-- WORKING DATA --

>> START

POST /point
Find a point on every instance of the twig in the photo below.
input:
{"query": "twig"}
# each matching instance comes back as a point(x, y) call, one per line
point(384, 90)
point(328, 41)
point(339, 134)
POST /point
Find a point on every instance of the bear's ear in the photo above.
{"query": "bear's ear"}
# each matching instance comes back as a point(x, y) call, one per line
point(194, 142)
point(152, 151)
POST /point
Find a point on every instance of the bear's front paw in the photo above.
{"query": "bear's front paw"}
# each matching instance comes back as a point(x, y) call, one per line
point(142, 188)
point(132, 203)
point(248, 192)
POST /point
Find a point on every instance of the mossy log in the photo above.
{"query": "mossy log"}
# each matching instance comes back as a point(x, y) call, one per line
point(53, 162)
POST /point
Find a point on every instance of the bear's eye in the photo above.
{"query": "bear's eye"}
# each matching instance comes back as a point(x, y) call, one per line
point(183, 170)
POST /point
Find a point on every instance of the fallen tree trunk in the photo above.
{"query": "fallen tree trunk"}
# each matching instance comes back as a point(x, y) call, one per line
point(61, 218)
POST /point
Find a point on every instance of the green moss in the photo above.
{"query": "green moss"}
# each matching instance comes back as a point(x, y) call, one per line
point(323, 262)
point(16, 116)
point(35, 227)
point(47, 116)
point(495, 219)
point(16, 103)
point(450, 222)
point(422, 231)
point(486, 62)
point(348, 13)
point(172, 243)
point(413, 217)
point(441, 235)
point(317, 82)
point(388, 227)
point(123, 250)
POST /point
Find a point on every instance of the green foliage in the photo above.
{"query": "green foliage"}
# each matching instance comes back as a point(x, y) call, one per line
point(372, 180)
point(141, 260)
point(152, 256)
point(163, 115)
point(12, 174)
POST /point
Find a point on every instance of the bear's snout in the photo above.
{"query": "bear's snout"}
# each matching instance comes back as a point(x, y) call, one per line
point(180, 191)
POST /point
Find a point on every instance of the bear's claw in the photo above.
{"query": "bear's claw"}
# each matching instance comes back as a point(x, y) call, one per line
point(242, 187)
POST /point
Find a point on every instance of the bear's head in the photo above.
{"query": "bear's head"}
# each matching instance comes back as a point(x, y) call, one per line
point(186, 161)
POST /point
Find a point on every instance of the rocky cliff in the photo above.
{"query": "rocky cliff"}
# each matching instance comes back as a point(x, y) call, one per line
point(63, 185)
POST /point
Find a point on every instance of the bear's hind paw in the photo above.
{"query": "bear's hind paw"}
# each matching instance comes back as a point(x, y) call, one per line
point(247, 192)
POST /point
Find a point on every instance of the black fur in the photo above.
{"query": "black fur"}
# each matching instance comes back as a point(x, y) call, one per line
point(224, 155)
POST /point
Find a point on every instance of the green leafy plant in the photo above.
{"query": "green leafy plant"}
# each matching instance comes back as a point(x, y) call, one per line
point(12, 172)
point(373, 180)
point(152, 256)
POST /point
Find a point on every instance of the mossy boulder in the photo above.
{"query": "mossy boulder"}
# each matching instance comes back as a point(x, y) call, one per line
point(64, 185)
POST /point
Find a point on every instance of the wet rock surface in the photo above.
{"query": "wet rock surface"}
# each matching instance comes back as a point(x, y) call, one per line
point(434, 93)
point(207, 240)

>> END

-- PROMPT --
Rewrite every row above, substituting "occurrence" for each "instance" and leaving everything else unchanged.

-- RESPONSE TO THE EXERCISE --
POST /point
Find a point on every occurrence of the twig in the photo below.
input:
{"query": "twig"}
# each matching occurrence comes back as a point(x, y) call, one per line
point(384, 90)
point(328, 41)
point(339, 134)
POST /point
Find a point on every occurrence of the bear's ear in the photo above.
{"query": "bear's ear"}
# each matching occurrence comes back as a point(x, y) call, one per line
point(194, 142)
point(152, 151)
POST /point
Find a point on every occurrence of the bear's front paw in the photo above.
{"query": "bear's front paw"}
# each matching occurrence comes back as a point(x, y) call, one per line
point(142, 188)
point(132, 203)
point(248, 192)
POST /point
Find a point on every occurrence of the mossy log in the photo above.
{"query": "mossy log"}
# each matching occurrence comes back as a point(x, y) call, one per line
point(53, 162)
POST /point
Find a point on every occurrence of the bear's eye in the photo above.
{"query": "bear's eye"}
# each matching occurrence comes back as a point(x, y) call, one per line
point(183, 170)
POST /point
Find a point on every occurrence of the fallen tree trunk in the photo above.
{"query": "fallen tree trunk"}
# each matching occurrence comes back as a point(x, y) call, one per line
point(61, 218)
POST /point
Find a point on every occurrence of the green moss in the photo above.
{"query": "green moss"}
# each matching occurrence comes back as a point(x, y) call, one per line
point(323, 262)
point(16, 116)
point(35, 227)
point(47, 116)
point(495, 219)
point(16, 103)
point(450, 222)
point(422, 231)
point(486, 62)
point(348, 13)
point(172, 243)
point(413, 217)
point(441, 235)
point(317, 82)
point(388, 227)
point(123, 250)
POST /point
Find a point on every occurrence of the green foliage in the photo above.
{"query": "green foliage"}
# each matching occurrence comes back as a point(x, y) call, one per line
point(372, 180)
point(141, 260)
point(152, 256)
point(163, 115)
point(12, 174)
POST /point
Find a point on every occurrence of the bear's snout in the photo above.
{"query": "bear's snout"}
# each matching occurrence comes back as a point(x, y) call, one per line
point(180, 191)
POST /point
Find a point on every occurrence of the bear's claw in the photo above.
{"query": "bear's claw"}
# each matching occurrence comes back as a point(x, y) call, one per line
point(242, 187)
POST /point
Find a point on every occurrence of the bear's head in the photo above.
{"query": "bear's head"}
# each matching occurrence comes back as a point(x, y) call, one per line
point(186, 161)
POST /point
Find a point on every occurrence of the rocky cliff in the photo above.
{"query": "rocky cliff"}
# each matching occurrence comes back as a point(x, y) call, one per line
point(63, 185)
POST /point
Find a point on every occurrence of the bear's hind paw in the photo above.
{"query": "bear's hind paw"}
# each matching occurrence comes back as a point(x, y) call, one per line
point(247, 192)
POST /point
Find a point on every occurrence of the black fur in the photo above.
{"query": "black fur"}
# each matching occurrence comes back as a point(x, y) call, one per line
point(224, 155)
POST /point
Find a point on every occurrence of the green leafy plant in the photo above.
{"query": "green leafy plant"}
# each matching occurrence comes back as a point(x, y) call, one per line
point(12, 172)
point(373, 180)
point(152, 256)
POST /point
Find a point on every occurrence of the mossy boulder in the photo above.
{"query": "mossy boulder"}
# each matching occurrence comes back as a point(x, y) call, one per line
point(64, 185)
POST /point
Find a point on every occurrence of the wet rock surface in the photo above.
{"query": "wet rock surface"}
# each matching occurrence comes back as a point(x, y) call, one per line
point(434, 93)
point(207, 240)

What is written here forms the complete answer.